**List of tasks:**
(1) Reproduce, word for word, the passage of the CDMA text between "The CDMA channel" and "for nationwide roaming.", inclusive.
(2) Extend the text on code division multiple access, picking up right after its final sentence.

**Text provided:**
======

Code division multiple access (CDMA) is a channel access method which refers to any of several protocols used in
second-generation (2G) and third-generation (3G) wireless communications. As the term
implies, CDMA is a form of multiplexing,
which allows numerous signals to occupy a single transmission channel, optimizing the use of
available bandwidth. The
technology is used in ultra-high-frequency (UHF) cellular telephone systems in the 800-MHz and 1.9-GHz bands.
CDMA employs analog-to-digital conversion (ADC) in combination
with spread spectrum technology. Audio input is first
digitized into binary elements. The frequency of the transmitted signal is then
made to vary according to a defined pattern (code), so it can be intercepted
only by a receiver whose frequency response is programmed with the same code,
so it follows exactly along with the transmitter frequency. There are trillions
of possible a frequency-sequencing code, which enhances privacy and makes
cloning difficult.
The CDMA channel is nominally 1.23 MHz wide. CDMA networks use a
scheme called soft handoff, which
minimizes signal breakup as a handset passes from one cell to another. The
combination of digital and spread-spectrum modes supports several times as many
signals per unit bandwidth as analog modes. CDMA is compatible with other
cellular technologies; this allows for nationwide roaming.

======

**Record extracts:**
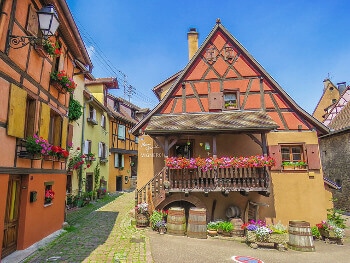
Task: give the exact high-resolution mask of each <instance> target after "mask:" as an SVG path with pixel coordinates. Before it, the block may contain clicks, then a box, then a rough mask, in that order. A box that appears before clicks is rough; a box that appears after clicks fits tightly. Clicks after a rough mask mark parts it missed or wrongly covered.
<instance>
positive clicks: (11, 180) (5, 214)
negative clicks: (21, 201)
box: [1, 175, 21, 257]
mask: <svg viewBox="0 0 350 263" xmlns="http://www.w3.org/2000/svg"><path fill="white" fill-rule="evenodd" d="M20 193H21V176H20V175H10V180H9V184H8V191H7V203H6V210H5V224H4V240H3V243H2V255H1V257H6V256H7V255H9V254H11V253H13V252H14V251H16V250H17V229H18V221H19V220H18V219H19V206H20Z"/></svg>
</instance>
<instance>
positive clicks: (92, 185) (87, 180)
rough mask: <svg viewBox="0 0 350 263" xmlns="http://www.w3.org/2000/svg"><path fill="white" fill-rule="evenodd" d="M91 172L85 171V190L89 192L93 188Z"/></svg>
mask: <svg viewBox="0 0 350 263" xmlns="http://www.w3.org/2000/svg"><path fill="white" fill-rule="evenodd" d="M93 179H94V178H93V174H92V173H87V174H86V185H85V191H86V192H91V191H92V190H93V185H94V180H93Z"/></svg>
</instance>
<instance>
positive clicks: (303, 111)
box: [132, 21, 329, 134]
mask: <svg viewBox="0 0 350 263" xmlns="http://www.w3.org/2000/svg"><path fill="white" fill-rule="evenodd" d="M218 31H220V32H222V33H223V34H224V35H226V36H227V37H228V39H230V40H231V41H232V42H233V43H234V44H235V45H236V46H237V48H238V49H239V51H240V53H242V54H244V55H245V56H246V59H247V60H248V61H249V63H250V64H252V65H254V66H255V67H256V68H257V69H258V70H259V71H260V74H261V76H262V77H263V78H266V79H268V80H269V81H270V83H272V84H273V85H274V86H275V87H276V89H277V92H278V93H279V94H280V95H281V97H283V98H284V99H285V100H286V101H288V102H289V103H290V104H291V107H292V108H293V109H294V110H295V111H296V112H298V114H299V115H300V116H301V118H303V119H305V120H307V121H308V122H309V123H311V124H312V125H313V126H314V127H315V128H316V129H317V131H318V132H319V133H320V134H325V133H328V131H329V130H328V128H327V127H326V126H324V125H323V124H322V123H320V122H319V121H318V120H316V119H315V118H313V117H312V116H311V115H310V114H308V113H307V112H306V111H305V110H303V109H302V108H301V107H300V106H299V105H298V104H297V103H295V101H294V100H293V99H292V98H291V97H290V96H289V95H288V94H287V93H286V92H285V91H284V90H283V89H282V88H281V87H280V86H279V84H278V83H277V82H276V81H275V80H274V79H273V78H272V77H271V76H270V75H269V74H268V73H267V72H266V70H265V69H264V68H263V67H262V66H261V65H260V64H259V63H258V62H257V61H256V60H255V59H254V58H253V56H251V55H250V54H249V52H248V51H247V50H246V49H245V48H244V47H243V46H242V45H241V44H240V43H239V41H238V40H237V39H235V38H234V37H233V36H232V35H231V34H230V33H229V32H228V31H227V30H226V28H225V27H224V26H222V25H221V23H220V22H219V21H218V22H217V23H216V25H215V26H214V28H213V29H212V31H211V32H210V33H209V35H208V36H207V38H206V39H205V41H204V42H203V44H202V45H201V46H200V48H199V49H198V50H197V52H196V54H195V55H194V56H193V57H192V59H191V60H190V61H189V62H188V64H187V66H186V67H185V68H184V70H182V71H181V73H180V75H179V76H178V77H177V79H176V81H175V82H174V84H173V85H172V87H171V88H170V89H169V91H168V92H167V94H166V95H165V96H164V98H163V99H162V100H161V101H160V103H159V104H158V105H157V106H156V107H155V108H154V109H153V110H152V111H151V112H150V113H149V114H148V115H147V116H146V117H145V118H144V119H143V120H141V121H140V122H139V123H138V124H137V125H136V126H135V127H134V128H133V129H132V132H133V133H137V132H138V131H139V130H140V129H141V128H143V129H144V128H145V127H144V126H145V125H146V124H147V123H148V122H149V121H150V119H151V117H152V116H153V115H155V114H157V113H158V112H159V111H160V110H161V109H162V107H163V106H164V105H165V104H166V103H167V101H168V99H169V98H171V96H172V95H173V93H174V92H175V87H176V86H177V85H179V84H180V83H181V82H182V81H183V80H184V78H185V76H186V74H187V73H188V71H189V70H190V68H191V67H192V65H193V64H194V62H195V61H196V60H197V59H198V57H199V56H200V54H201V53H202V52H203V51H204V48H205V47H206V46H207V44H208V43H209V42H210V40H211V39H212V38H213V36H214V35H215V34H216V33H217V32H218ZM208 114H211V113H208Z"/></svg>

======

**Responses for each task:**
(1)
The CDMA channel is nominally 1.23 MHz wide. CDMA networks use a
scheme called soft handoff, which
minimizes signal breakup as a handset passes from one cell to another. The
combination of digital and spread-spectrum modes supports several times as many
signals per unit bandwidth as analog modes. CDMA is compatible with other
cellular technologies; this allows for nationwide roaming.

(2)
An analogy to the problem of multiple access is a room (channel)
in which people wish to talk to each other simultaneously. To avoid confusion,
people could take turns speaking (time division), speak at different pitches
(frequency division), or speak in different languages (code division). CDMA is
analogous to the last example where people speaking the same language can
understand each other, but other languages are perceived as noise and rejected.
Similarly, in radio CDMA, each group of users is given a shared code. Many
codes occupy the same channel, but only users associated with a particular code
can communicate.
Steps in CDMA MODULATION:
Each user in a CDMA system uses a different code to modulate their
signal. Choosing the codes used to modulate the signal is very important in the
performance of CDMA systems. The best performance will occur when there is good
separation between the signal of a desired user and the signals of other users.
The separation of the signals is made by correlating the received signal with the locally
generated code of the desired user. If the signal matches the desired user's
code then the correlation function will be high and the system can extract that
signal. If the desired user's code has nothing in common with the signal the
correlation should be as close to zero as possible (thus eliminating the
signal); this is referred to as cross correlation. If the code is correlated
with the signal at any time offset other than zero, the correlation should be
as close to zero as possible. This is referred to as auto-correlation and is
used to reject multi-path interference.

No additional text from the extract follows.